(Data items)
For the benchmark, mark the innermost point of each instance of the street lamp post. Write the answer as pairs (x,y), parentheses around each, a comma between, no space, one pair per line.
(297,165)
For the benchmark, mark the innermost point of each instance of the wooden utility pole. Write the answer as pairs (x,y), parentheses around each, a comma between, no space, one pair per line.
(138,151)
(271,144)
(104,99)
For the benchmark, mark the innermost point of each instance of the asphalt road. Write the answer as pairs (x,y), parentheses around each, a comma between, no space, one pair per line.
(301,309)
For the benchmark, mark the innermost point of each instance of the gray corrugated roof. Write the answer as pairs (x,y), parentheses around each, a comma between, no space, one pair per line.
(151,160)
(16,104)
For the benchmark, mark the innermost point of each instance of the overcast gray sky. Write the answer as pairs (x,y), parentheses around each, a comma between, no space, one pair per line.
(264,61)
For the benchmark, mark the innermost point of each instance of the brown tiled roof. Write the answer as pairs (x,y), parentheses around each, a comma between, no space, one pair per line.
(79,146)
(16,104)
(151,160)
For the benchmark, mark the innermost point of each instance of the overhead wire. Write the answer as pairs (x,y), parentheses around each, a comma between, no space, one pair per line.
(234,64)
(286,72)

== Given task ==
Reproduce everything from the line containing "of the overhead" down to the end of the entries, renaming "overhead wire" to "power cable" and leaving all else unchanged.

== Response below ==
For the benchmark, mark the innermost point of each instance of the power cable. Write the answer as pairs (x,y), parentheses around each, a comma between, no space, one pair per line.
(234,64)
(286,72)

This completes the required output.